:: DATA ::
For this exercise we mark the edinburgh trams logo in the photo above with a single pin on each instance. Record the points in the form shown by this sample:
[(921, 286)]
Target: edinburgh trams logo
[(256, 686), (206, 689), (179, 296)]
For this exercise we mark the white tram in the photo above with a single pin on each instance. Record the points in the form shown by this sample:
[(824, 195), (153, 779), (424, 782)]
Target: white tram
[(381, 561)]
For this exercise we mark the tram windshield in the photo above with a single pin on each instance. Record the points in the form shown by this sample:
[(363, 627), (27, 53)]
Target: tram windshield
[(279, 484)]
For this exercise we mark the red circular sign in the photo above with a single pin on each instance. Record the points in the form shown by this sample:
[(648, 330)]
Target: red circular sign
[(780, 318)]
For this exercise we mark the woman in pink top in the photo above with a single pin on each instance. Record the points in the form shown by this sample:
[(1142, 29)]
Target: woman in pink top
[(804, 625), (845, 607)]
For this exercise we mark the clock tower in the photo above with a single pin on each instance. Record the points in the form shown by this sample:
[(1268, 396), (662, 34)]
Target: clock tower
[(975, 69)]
:::
Can you write out all the records above again, swapping "single pin" for "single marker" wherever it occurs and leaving everything else unchanged?

For this exercise we mark the edinburgh trams logo in the photo above with a single marker on each instance. Record the points in the form shown by this sample:
[(921, 286)]
Target: edinburgh trams logo
[(256, 686), (206, 689), (179, 296)]
For this exercise we mark the white tram in the photo above with a single marker on each instance. Record the points in the form shown by this sample:
[(824, 195), (153, 779), (424, 782)]
Target: white tram
[(381, 561)]
For this exercise we mark the tram windshield in the photo above with a single marker on each instance. Record the points in the form shown by this sample:
[(363, 627), (27, 53)]
Target: tram windshield
[(279, 484)]
For this exercise we mark the red circular sign in the photo above with a single marker on each instance. Record the points in the form shown by this sample:
[(648, 330)]
Target: red circular sign
[(780, 318)]
For this exercise we mark the woman in pink top in the photo above with a single marker on each instance. Record the points in the form shown by this sample:
[(1142, 29)]
Target: woman in pink top
[(804, 625), (845, 607)]
For this exercise we mark the clock tower in the photo above with a single marker on each instance. Record the points in the form shown by this sample:
[(1268, 396), (662, 34)]
Target: clock tower
[(975, 69)]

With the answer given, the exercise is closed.